--- WRITTEN PROBLEM ---
Reproduce everything from the line containing "Target: distant mountain silhouette" down to the end of the rows, including the requests but leaving out the pictures. Multiply every coordinate in the answer outlines by 1.1 and round to whole numbers, with halves rounding up, but keep the requests and their format samples unchanged.

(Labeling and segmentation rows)

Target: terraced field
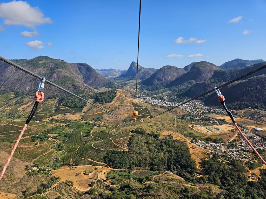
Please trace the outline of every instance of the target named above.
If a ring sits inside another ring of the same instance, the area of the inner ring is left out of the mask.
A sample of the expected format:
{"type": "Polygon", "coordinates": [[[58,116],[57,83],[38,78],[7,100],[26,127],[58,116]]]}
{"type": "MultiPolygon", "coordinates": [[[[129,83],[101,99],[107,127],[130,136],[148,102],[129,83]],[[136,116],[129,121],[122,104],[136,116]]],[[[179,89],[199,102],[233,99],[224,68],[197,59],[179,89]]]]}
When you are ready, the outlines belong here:
{"type": "Polygon", "coordinates": [[[0,103],[9,100],[15,96],[14,93],[12,92],[9,92],[3,95],[0,95],[0,103]]]}
{"type": "Polygon", "coordinates": [[[41,194],[35,194],[27,198],[28,199],[47,199],[46,195],[44,193],[41,194]]]}
{"type": "Polygon", "coordinates": [[[94,166],[104,166],[105,165],[97,163],[90,160],[82,159],[79,157],[75,151],[72,155],[72,162],[76,165],[89,165],[94,166]]]}
{"type": "Polygon", "coordinates": [[[93,188],[96,190],[96,193],[101,193],[105,191],[108,190],[109,189],[107,186],[107,185],[101,180],[97,180],[95,184],[93,186],[93,188]]]}
{"type": "Polygon", "coordinates": [[[113,142],[118,145],[119,145],[124,148],[127,148],[127,144],[128,143],[129,139],[129,137],[127,137],[120,138],[118,140],[113,140],[113,142]]]}
{"type": "Polygon", "coordinates": [[[65,148],[65,150],[66,153],[60,157],[60,159],[63,161],[64,164],[70,164],[72,163],[72,154],[77,150],[78,147],[78,146],[75,146],[66,149],[65,148]]]}
{"type": "MultiPolygon", "coordinates": [[[[24,147],[19,146],[13,156],[23,161],[31,162],[35,159],[50,151],[51,145],[51,142],[47,141],[37,146],[24,147]]],[[[6,152],[10,154],[12,148],[9,149],[6,152]]]]}
{"type": "Polygon", "coordinates": [[[93,144],[93,146],[99,149],[105,150],[123,150],[121,147],[116,145],[110,139],[99,142],[93,144]]]}
{"type": "Polygon", "coordinates": [[[57,192],[69,199],[79,198],[84,195],[84,192],[80,191],[73,187],[65,183],[59,183],[49,189],[49,191],[57,192]]]}
{"type": "Polygon", "coordinates": [[[94,149],[92,146],[92,144],[90,143],[80,146],[77,150],[78,155],[84,158],[104,162],[107,151],[94,149]]]}
{"type": "Polygon", "coordinates": [[[104,140],[114,136],[113,135],[106,132],[107,130],[108,129],[104,128],[95,128],[93,129],[93,131],[92,132],[92,135],[104,140]]]}
{"type": "Polygon", "coordinates": [[[138,119],[147,118],[152,115],[147,108],[144,107],[137,103],[135,104],[134,102],[131,102],[132,106],[134,107],[134,110],[138,111],[139,112],[139,115],[138,116],[138,119]],[[136,105],[136,107],[135,108],[135,106],[136,105]]]}
{"type": "Polygon", "coordinates": [[[118,176],[115,179],[112,180],[112,181],[115,184],[119,184],[124,182],[128,181],[129,180],[129,179],[128,176],[118,176]]]}

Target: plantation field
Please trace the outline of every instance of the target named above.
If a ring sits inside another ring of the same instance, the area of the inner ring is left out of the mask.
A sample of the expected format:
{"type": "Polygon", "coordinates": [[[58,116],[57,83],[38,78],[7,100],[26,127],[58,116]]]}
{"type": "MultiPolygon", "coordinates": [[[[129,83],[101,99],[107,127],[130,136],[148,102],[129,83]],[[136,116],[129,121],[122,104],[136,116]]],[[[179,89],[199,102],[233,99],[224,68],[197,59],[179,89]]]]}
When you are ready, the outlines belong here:
{"type": "Polygon", "coordinates": [[[127,137],[120,138],[118,140],[113,140],[113,142],[118,145],[126,149],[128,148],[127,144],[128,142],[129,137],[127,137]]]}
{"type": "MultiPolygon", "coordinates": [[[[35,159],[44,154],[51,149],[51,143],[46,142],[37,146],[22,147],[18,146],[13,156],[21,160],[31,162],[35,159]]],[[[6,152],[10,154],[12,148],[9,149],[6,152]]]]}
{"type": "Polygon", "coordinates": [[[93,136],[98,137],[102,140],[108,139],[114,136],[113,134],[107,133],[106,131],[108,130],[108,129],[105,128],[98,127],[94,128],[92,132],[92,135],[93,136]]]}
{"type": "Polygon", "coordinates": [[[88,185],[94,180],[93,176],[97,172],[95,168],[101,167],[91,166],[64,167],[56,171],[51,177],[59,176],[60,181],[72,180],[74,186],[82,189],[86,189],[89,187],[88,185]],[[84,173],[85,171],[87,172],[92,171],[93,172],[89,175],[85,175],[84,173]]]}
{"type": "Polygon", "coordinates": [[[97,180],[93,188],[96,190],[96,192],[97,193],[101,193],[105,191],[108,190],[109,189],[107,187],[107,184],[106,184],[101,180],[97,180]]]}
{"type": "Polygon", "coordinates": [[[49,189],[49,191],[57,192],[69,199],[79,198],[84,194],[84,192],[80,191],[73,187],[64,183],[59,183],[55,187],[49,189]]]}
{"type": "Polygon", "coordinates": [[[144,107],[137,103],[135,104],[134,102],[131,102],[134,110],[137,111],[139,112],[139,115],[138,116],[138,118],[147,118],[152,116],[151,112],[147,107],[144,107]],[[136,106],[135,108],[135,105],[136,106]]]}
{"type": "Polygon", "coordinates": [[[144,176],[150,176],[152,175],[152,173],[147,170],[135,170],[132,173],[132,175],[139,178],[144,176]]]}
{"type": "Polygon", "coordinates": [[[106,151],[94,149],[92,146],[93,143],[82,145],[78,148],[77,154],[81,157],[91,159],[101,162],[104,162],[106,151]]]}
{"type": "Polygon", "coordinates": [[[122,148],[116,145],[112,142],[110,139],[95,142],[93,144],[93,146],[97,149],[105,150],[123,150],[122,148]]]}

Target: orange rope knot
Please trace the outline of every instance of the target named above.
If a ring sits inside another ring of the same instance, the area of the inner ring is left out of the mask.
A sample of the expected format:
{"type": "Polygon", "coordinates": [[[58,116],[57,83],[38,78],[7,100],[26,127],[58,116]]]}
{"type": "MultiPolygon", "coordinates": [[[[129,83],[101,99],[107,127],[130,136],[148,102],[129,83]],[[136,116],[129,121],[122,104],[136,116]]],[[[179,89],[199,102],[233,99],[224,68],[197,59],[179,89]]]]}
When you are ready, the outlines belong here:
{"type": "Polygon", "coordinates": [[[220,95],[219,96],[219,102],[224,102],[225,99],[225,96],[223,95],[220,95]]]}
{"type": "Polygon", "coordinates": [[[44,99],[44,93],[41,91],[37,91],[35,93],[35,100],[38,102],[41,102],[44,99]]]}

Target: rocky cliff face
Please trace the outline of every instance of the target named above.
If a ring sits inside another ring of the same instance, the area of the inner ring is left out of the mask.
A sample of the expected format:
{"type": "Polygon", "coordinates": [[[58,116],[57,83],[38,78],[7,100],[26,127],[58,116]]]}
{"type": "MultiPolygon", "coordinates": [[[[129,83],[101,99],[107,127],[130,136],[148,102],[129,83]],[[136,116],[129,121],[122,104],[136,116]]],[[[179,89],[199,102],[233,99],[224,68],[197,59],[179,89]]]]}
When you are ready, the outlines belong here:
{"type": "Polygon", "coordinates": [[[177,86],[186,82],[195,83],[207,80],[212,76],[214,71],[221,69],[213,64],[205,61],[195,62],[188,72],[166,85],[167,87],[177,86]]]}
{"type": "Polygon", "coordinates": [[[154,86],[158,84],[164,85],[186,72],[182,68],[172,66],[165,66],[153,73],[149,77],[142,81],[143,85],[154,86]]]}
{"type": "MultiPolygon", "coordinates": [[[[117,78],[135,78],[137,73],[137,65],[136,63],[132,62],[127,70],[123,73],[117,78]]],[[[138,69],[138,77],[140,80],[148,77],[157,70],[155,68],[144,68],[139,64],[138,69]]]]}

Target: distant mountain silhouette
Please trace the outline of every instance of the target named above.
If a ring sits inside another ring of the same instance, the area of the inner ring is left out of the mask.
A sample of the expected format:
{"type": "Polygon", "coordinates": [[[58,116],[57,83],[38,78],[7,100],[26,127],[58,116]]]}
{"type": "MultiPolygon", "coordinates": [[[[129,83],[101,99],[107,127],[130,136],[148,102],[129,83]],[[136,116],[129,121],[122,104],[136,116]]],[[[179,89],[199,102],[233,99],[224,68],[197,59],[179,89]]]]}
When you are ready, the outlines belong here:
{"type": "MultiPolygon", "coordinates": [[[[143,80],[147,78],[158,70],[153,68],[144,68],[139,64],[138,78],[143,80]]],[[[137,63],[132,62],[129,68],[126,71],[125,71],[116,78],[126,78],[127,79],[134,79],[136,78],[137,73],[137,63]]]]}
{"type": "Polygon", "coordinates": [[[149,77],[143,80],[141,84],[153,86],[159,84],[164,85],[186,72],[182,68],[172,66],[165,66],[159,69],[149,77]]]}
{"type": "Polygon", "coordinates": [[[116,77],[120,75],[126,70],[108,68],[96,69],[96,72],[104,77],[116,77]]]}
{"type": "Polygon", "coordinates": [[[236,59],[223,64],[220,66],[220,68],[226,70],[239,68],[249,66],[254,64],[264,61],[262,59],[255,59],[253,60],[246,60],[240,59],[236,59]]]}
{"type": "Polygon", "coordinates": [[[205,61],[195,62],[189,71],[166,85],[167,87],[180,85],[191,80],[195,83],[207,80],[214,71],[221,69],[213,64],[205,61]]]}

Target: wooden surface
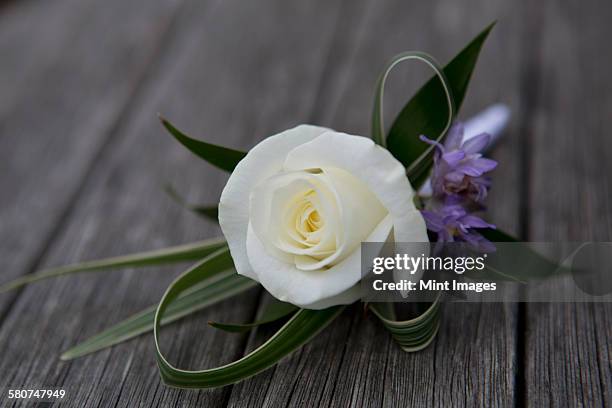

--- FINISHED TASK ---
Target: distant mountain silhouette
Please trace the outline of every instance of the target named above.
If a ring sits inside another ring of the same instance, the area of the inner ring is left out of the mask.
A sample of the expected format:
{"type": "Polygon", "coordinates": [[[58,116],[57,83],[38,78],[7,100],[26,127],[58,116]]]}
{"type": "MultiPolygon", "coordinates": [[[[129,83],[101,99],[107,127],[130,136],[148,102],[129,83]],[[136,116],[129,121],[122,104],[136,116]]],[[[179,89],[199,102],[233,99],[224,68],[197,59],[179,89]]]]}
When you are ready, the outlines belong here:
{"type": "MultiPolygon", "coordinates": [[[[157,88],[162,86],[174,77],[168,75],[158,75],[153,70],[152,86],[157,88]]],[[[151,69],[145,68],[142,75],[139,78],[138,78],[128,86],[139,86],[140,87],[147,87],[150,86],[151,80],[151,69]]]]}
{"type": "Polygon", "coordinates": [[[164,85],[157,88],[155,92],[168,95],[175,92],[180,94],[205,79],[200,75],[189,73],[182,73],[175,76],[164,85]]]}
{"type": "Polygon", "coordinates": [[[128,85],[132,83],[139,77],[119,75],[106,76],[106,79],[114,85],[128,85]]]}
{"type": "Polygon", "coordinates": [[[260,65],[245,70],[242,73],[242,75],[249,77],[263,75],[274,73],[279,70],[290,67],[288,65],[281,65],[278,66],[271,66],[264,65],[260,65]]]}
{"type": "Polygon", "coordinates": [[[226,67],[215,68],[208,78],[183,94],[184,96],[198,94],[210,88],[215,91],[228,88],[235,78],[243,76],[234,70],[226,67]]]}

Target: wooden surface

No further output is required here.